Peter JB Carman
Emmanuel Friedens CHurch
April 28, 2019
I.
They say he arrived in India around the year 52, in our era. Already he had been spreading the faith in Syria. In India he gained a reputation with princes as a master builder. That was his day job. But, for the people, his achievement was not buildings but the founding of new houses of faith. He died at the hands of violent men, on orders from an angry king. He died as he had lived, giving witness to the Teacher who sent him.
His name was Thomas—Thomas the Twin, Didymus in Greek. One of the original Twelve. Far from his home, he was the founder of the Christianity in India. The Christian population of Sri Lanka— recently targeted in numerous terror attacks-- also remember him as their founder.
Thomas the apostle, last of the apostles to believe, because he was not in the right place at the right time, has been labeled Doubting Thomas in Europe and America. When pastors, trying to uphold a dogmatic faith, need an easy target, Thomas is right handy in the Gospel of John. And yet once a year your pastor gets to preach in praise of Thomas. It happens on the second Sunday of Easter, the Sunday of Saint Thomas for many in both the Eastern Orthodox and Western Christian churches. Actually, there are three other feast days for Thomas….

============

Set of tasks ->
- a) In one to three sentences, explain why the sermon on Thomas says he was the last of the apostles to believe.
- b) Write out the stretch of the records from the line containing "Pick out the sky" through the line containing "x=116, y=44", leaving the pictures out.
The sermon and the records have nothing to do with each other.

Records provided ->
============

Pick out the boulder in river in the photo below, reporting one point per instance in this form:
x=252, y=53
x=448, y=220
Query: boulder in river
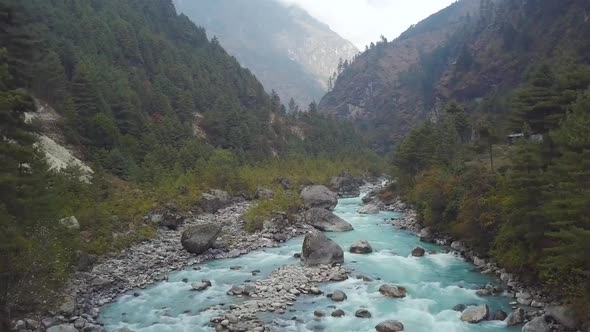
x=363, y=313
x=418, y=251
x=62, y=328
x=498, y=315
x=369, y=209
x=475, y=314
x=393, y=291
x=198, y=239
x=319, y=196
x=390, y=325
x=459, y=307
x=361, y=247
x=325, y=220
x=338, y=296
x=337, y=313
x=516, y=317
x=345, y=185
x=319, y=249
x=538, y=324
x=214, y=200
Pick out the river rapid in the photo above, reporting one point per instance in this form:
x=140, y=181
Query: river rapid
x=435, y=283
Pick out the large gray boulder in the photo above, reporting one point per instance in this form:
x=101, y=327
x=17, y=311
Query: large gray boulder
x=198, y=239
x=214, y=200
x=516, y=317
x=325, y=220
x=389, y=326
x=345, y=185
x=70, y=223
x=475, y=314
x=369, y=209
x=564, y=315
x=319, y=197
x=62, y=328
x=393, y=291
x=319, y=249
x=536, y=325
x=361, y=247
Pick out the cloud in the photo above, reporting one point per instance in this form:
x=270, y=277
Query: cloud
x=363, y=21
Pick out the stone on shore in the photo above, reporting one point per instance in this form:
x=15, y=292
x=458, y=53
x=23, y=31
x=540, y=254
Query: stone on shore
x=516, y=317
x=327, y=221
x=564, y=315
x=369, y=209
x=393, y=291
x=475, y=314
x=319, y=249
x=361, y=247
x=536, y=325
x=345, y=185
x=62, y=328
x=264, y=193
x=389, y=326
x=214, y=200
x=318, y=196
x=198, y=239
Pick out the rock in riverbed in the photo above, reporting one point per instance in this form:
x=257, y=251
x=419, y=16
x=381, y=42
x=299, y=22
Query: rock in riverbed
x=363, y=313
x=393, y=291
x=475, y=314
x=325, y=220
x=361, y=247
x=418, y=252
x=390, y=326
x=198, y=239
x=369, y=209
x=319, y=197
x=536, y=325
x=319, y=249
x=338, y=296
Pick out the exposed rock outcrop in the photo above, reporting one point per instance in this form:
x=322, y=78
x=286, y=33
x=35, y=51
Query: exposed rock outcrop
x=198, y=239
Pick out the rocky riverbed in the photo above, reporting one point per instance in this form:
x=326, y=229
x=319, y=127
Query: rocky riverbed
x=150, y=262
x=532, y=307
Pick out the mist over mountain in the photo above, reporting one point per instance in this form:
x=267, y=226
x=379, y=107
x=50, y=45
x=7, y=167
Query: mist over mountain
x=287, y=49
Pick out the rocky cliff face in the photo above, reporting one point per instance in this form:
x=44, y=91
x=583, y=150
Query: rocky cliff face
x=470, y=52
x=286, y=48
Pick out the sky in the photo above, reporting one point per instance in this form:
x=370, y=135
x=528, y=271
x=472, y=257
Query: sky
x=364, y=21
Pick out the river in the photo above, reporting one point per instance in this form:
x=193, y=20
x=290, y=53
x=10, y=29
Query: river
x=435, y=283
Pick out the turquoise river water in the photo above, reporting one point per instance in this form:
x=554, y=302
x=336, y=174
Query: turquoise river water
x=435, y=283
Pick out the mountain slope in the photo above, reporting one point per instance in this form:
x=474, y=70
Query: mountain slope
x=286, y=48
x=472, y=52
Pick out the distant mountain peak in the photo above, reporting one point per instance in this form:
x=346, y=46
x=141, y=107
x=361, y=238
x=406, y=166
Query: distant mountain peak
x=288, y=50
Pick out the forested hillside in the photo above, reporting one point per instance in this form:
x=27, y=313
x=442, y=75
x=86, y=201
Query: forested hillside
x=502, y=163
x=160, y=113
x=288, y=50
x=473, y=52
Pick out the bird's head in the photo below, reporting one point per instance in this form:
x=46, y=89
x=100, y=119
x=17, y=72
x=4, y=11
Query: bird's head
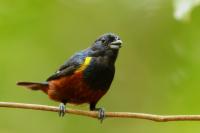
x=107, y=46
x=108, y=41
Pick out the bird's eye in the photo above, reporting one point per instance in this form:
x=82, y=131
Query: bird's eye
x=103, y=41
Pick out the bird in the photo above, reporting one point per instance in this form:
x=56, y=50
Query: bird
x=85, y=77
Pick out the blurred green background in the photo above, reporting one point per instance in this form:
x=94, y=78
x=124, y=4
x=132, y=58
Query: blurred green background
x=158, y=69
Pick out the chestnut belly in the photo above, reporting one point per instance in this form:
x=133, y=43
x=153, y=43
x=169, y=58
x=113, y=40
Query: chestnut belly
x=73, y=89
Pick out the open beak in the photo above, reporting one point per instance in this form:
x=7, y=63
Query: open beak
x=116, y=44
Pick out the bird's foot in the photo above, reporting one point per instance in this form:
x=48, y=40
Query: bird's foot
x=101, y=114
x=62, y=110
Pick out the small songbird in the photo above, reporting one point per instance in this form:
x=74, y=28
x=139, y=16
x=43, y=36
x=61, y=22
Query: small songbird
x=85, y=77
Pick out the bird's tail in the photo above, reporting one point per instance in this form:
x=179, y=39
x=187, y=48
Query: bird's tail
x=34, y=85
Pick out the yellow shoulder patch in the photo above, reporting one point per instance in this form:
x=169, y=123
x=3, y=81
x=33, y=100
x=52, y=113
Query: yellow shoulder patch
x=85, y=64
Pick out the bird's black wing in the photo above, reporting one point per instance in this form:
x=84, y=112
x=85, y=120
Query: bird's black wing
x=68, y=67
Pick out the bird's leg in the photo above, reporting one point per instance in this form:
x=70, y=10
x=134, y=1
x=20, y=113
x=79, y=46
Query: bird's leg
x=62, y=109
x=101, y=115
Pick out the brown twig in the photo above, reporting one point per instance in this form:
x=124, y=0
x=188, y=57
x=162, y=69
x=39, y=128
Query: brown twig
x=93, y=114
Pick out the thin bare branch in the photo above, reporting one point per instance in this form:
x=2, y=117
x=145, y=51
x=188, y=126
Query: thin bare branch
x=93, y=114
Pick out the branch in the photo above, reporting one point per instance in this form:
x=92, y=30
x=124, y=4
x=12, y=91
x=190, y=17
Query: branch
x=94, y=114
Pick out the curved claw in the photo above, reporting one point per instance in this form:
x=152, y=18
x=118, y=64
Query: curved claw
x=101, y=115
x=62, y=109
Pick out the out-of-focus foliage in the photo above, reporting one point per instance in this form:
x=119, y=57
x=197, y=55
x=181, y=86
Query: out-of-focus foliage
x=183, y=8
x=158, y=69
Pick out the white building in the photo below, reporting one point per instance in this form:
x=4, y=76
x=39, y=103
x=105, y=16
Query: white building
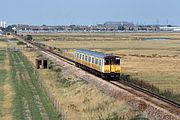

============

Expected responses ->
- a) The sermon says Thomas was the last of the apostles to believe because he was not in the right place at the right time.

- b)
Pick out the sky in the photo above, reporting one point per instance in this form:
x=370, y=135
x=528, y=271
x=472, y=257
Query: sky
x=364, y=21
Pick out the river in the photo above, reporting one point per instance in this form:
x=193, y=20
x=290, y=53
x=10, y=29
Query: river
x=435, y=283
Pick out the turquoise river water in the photo above, reporting one point per instance in this form:
x=554, y=302
x=336, y=174
Query: turquoise river water
x=435, y=283
Pick out the mountain slope in the photo above, reporting one point per instance in this form:
x=474, y=70
Query: mountain slope
x=286, y=48
x=472, y=52
Pick out the distant mountain peak in the photo above, reporting one point per instance in this form:
x=346, y=46
x=141, y=107
x=361, y=238
x=406, y=166
Query: distant mountain peak
x=288, y=50
Pick out the forested hillside in the photo above, reporting one point per instance in this form:
x=27, y=313
x=442, y=75
x=86, y=201
Query: forested hillside
x=502, y=163
x=160, y=113
x=288, y=50
x=473, y=52
Pick out the bird's head in the photo below, reporting one point per instance in this form:
x=46, y=89
x=100, y=119
x=17, y=72
x=4, y=11
Query: bird's head
x=107, y=46
x=108, y=41
Pick out the bird's eye in the photo above, reporting one point per instance in this form:
x=82, y=131
Query: bird's eye
x=103, y=41
Pick out the bird in the photo above, reporting one point per instance in this form:
x=56, y=50
Query: bird
x=85, y=77
Pick out the blurred green background in the photo above, reporting one point per instance in this form:
x=94, y=78
x=124, y=4
x=132, y=58
Query: blurred green background
x=158, y=69
Pick out the chestnut belly in the photo above, reporting one point per instance in this form:
x=133, y=43
x=153, y=43
x=169, y=58
x=113, y=40
Query: chestnut belly
x=73, y=89
Pick out the open beak in the photo above, reporting one point per instance in this form:
x=7, y=63
Query: open beak
x=116, y=44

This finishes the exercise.